Ange Richer par Yves Bourel
entretien avec Bernard Hommerie / Fougères – Octobre 2020
Ancien journaliste à La Chronique Républicaine, Yves Bourel a publié un livre étonnant de photographiques prises en Afrique avant 1914.
Ce sont des photos que nous n’aurions jamais dû voir. Pendant de longues années, elles avaient été perdues, oubliées dans des valises sous un tas de fagots dans la grange d’une ferme du pays de Fougères.
Yves Bourel, surpris par la qualité des prises de vue s’est passionné pour l’œuvre photographique et la vie mouvementée d’Ange Richer ( 1882 -1951 ).

Qui est Ange Richer ?
Ange Richer est né en 1882 dans une famille de paysans très modestes et très pratiquants à Mézières sur Couesnon (35). C’est un enfant intrépide, au fort caractère avec une vive intelligence. Un oncle prêtre le prend sous son aile et grâce à lui, il fait des études. Dans le même temps, Ange Richer est le produit de la méritocratie initiée par la toute jeune Troisième République car, malgré, ses origines très modestes, il peut intégrer l’école de médecine de la marine à Bordeaux et devenir officier.
C’est ainsi qu’il arrive en Afrique.

** Lignes de données **
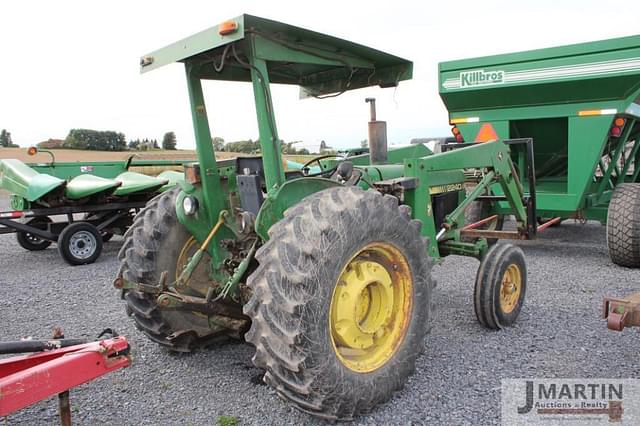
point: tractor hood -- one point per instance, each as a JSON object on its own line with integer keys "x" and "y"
{"x": 318, "y": 63}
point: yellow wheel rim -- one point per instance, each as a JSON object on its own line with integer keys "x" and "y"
{"x": 371, "y": 307}
{"x": 510, "y": 288}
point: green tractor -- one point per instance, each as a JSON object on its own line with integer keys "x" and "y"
{"x": 325, "y": 270}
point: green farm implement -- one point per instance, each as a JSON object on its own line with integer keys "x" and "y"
{"x": 90, "y": 201}
{"x": 325, "y": 270}
{"x": 581, "y": 106}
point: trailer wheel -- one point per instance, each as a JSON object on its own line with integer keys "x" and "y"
{"x": 80, "y": 243}
{"x": 32, "y": 242}
{"x": 106, "y": 236}
{"x": 501, "y": 284}
{"x": 340, "y": 302}
{"x": 623, "y": 225}
{"x": 156, "y": 242}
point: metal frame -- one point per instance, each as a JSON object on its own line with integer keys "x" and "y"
{"x": 27, "y": 379}
{"x": 113, "y": 212}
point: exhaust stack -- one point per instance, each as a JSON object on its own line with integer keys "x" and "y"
{"x": 377, "y": 136}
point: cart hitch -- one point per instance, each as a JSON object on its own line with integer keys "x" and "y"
{"x": 621, "y": 313}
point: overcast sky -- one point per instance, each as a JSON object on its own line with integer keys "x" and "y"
{"x": 74, "y": 64}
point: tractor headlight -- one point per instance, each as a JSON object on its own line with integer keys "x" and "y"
{"x": 190, "y": 205}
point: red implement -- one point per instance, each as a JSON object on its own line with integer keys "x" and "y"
{"x": 27, "y": 379}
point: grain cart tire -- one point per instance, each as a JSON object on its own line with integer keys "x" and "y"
{"x": 478, "y": 210}
{"x": 32, "y": 242}
{"x": 623, "y": 225}
{"x": 334, "y": 335}
{"x": 152, "y": 245}
{"x": 501, "y": 284}
{"x": 80, "y": 243}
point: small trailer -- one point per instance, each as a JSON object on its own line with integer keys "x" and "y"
{"x": 78, "y": 205}
{"x": 581, "y": 106}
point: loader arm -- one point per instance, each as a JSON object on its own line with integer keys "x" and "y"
{"x": 493, "y": 161}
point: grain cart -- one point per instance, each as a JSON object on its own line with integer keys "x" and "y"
{"x": 581, "y": 106}
{"x": 327, "y": 270}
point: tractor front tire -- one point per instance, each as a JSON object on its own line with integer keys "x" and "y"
{"x": 152, "y": 245}
{"x": 341, "y": 302}
{"x": 501, "y": 285}
{"x": 623, "y": 225}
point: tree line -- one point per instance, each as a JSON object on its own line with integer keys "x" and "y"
{"x": 253, "y": 147}
{"x": 5, "y": 139}
{"x": 108, "y": 140}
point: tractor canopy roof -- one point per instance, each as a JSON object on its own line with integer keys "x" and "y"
{"x": 319, "y": 63}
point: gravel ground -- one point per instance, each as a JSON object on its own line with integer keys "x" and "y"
{"x": 559, "y": 334}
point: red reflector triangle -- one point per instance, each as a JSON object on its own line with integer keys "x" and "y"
{"x": 487, "y": 133}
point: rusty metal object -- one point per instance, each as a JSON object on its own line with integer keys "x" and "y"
{"x": 621, "y": 313}
{"x": 64, "y": 405}
{"x": 549, "y": 223}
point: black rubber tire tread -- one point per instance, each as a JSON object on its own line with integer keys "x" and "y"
{"x": 488, "y": 282}
{"x": 149, "y": 245}
{"x": 477, "y": 211}
{"x": 289, "y": 308}
{"x": 26, "y": 243}
{"x": 106, "y": 236}
{"x": 623, "y": 225}
{"x": 65, "y": 237}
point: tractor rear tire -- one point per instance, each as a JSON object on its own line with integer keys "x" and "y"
{"x": 152, "y": 245}
{"x": 501, "y": 286}
{"x": 298, "y": 289}
{"x": 623, "y": 225}
{"x": 32, "y": 242}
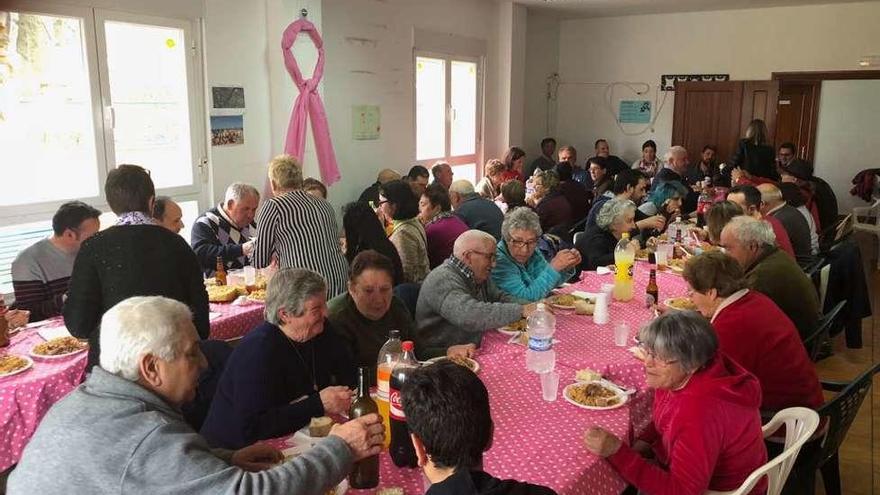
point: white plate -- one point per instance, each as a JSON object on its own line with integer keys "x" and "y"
{"x": 57, "y": 356}
{"x": 621, "y": 396}
{"x": 22, "y": 370}
{"x": 476, "y": 365}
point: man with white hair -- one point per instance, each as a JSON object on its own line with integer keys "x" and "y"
{"x": 476, "y": 211}
{"x": 772, "y": 272}
{"x": 227, "y": 230}
{"x": 122, "y": 431}
{"x": 458, "y": 300}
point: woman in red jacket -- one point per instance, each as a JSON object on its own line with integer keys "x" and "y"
{"x": 754, "y": 332}
{"x": 706, "y": 430}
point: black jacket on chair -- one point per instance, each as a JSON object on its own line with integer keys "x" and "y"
{"x": 132, "y": 260}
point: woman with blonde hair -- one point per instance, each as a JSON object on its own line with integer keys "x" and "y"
{"x": 298, "y": 229}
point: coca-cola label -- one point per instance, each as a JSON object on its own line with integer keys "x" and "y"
{"x": 395, "y": 405}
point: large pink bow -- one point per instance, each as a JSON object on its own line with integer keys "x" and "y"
{"x": 308, "y": 104}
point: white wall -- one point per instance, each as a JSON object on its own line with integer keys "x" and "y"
{"x": 542, "y": 60}
{"x": 846, "y": 134}
{"x": 747, "y": 44}
{"x": 369, "y": 47}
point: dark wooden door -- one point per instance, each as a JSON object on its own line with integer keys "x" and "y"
{"x": 717, "y": 113}
{"x": 796, "y": 116}
{"x": 707, "y": 113}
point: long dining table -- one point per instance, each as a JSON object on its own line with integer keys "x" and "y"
{"x": 542, "y": 442}
{"x": 26, "y": 397}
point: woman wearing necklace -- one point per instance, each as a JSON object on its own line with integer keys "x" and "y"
{"x": 291, "y": 368}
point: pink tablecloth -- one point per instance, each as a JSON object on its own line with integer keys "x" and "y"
{"x": 234, "y": 321}
{"x": 25, "y": 397}
{"x": 541, "y": 442}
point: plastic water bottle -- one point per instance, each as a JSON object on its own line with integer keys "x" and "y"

** La consigne **
Recopiez mot pour mot, s'il vous plaît, l'intégralité de l'entretien sur Ange Richer.

** Réponse finale **
Ange Richer par Yves Bourel
entretien avec Bernard Hommerie / Fougères – Octobre 2020
Ancien journaliste à La Chronique Républicaine, Yves Bourel a publié un livre étonnant de photographiques prises en Afrique avant 1914.
Ce sont des photos que nous n’aurions jamais dû voir. Pendant de longues années, elles avaient été perdues, oubliées dans des valises sous un tas de fagots dans la grange d’une ferme du pays de Fougères.
Yves Bourel, surpris par la qualité des prises de vue s’est passionné pour l’œuvre photographique et la vie mouvementée d’Ange Richer ( 1882 -1951 ).

Qui est Ange Richer ?
Ange Richer est né en 1882 dans une famille de paysans très modestes et très pratiquants à Mézières sur Couesnon (35). C’est un enfant intrépide, au fort caractère avec une vive intelligence. Un oncle prêtre le prend sous son aile et grâce à lui, il fait des études. Dans le même temps, Ange Richer est le produit de la méritocratie initiée par la toute jeune Troisième République car, malgré, ses origines très modestes, il peut intégrer l’école de médecine de la marine à Bordeaux et devenir officier.
C’est ainsi qu’il arrive en Afrique.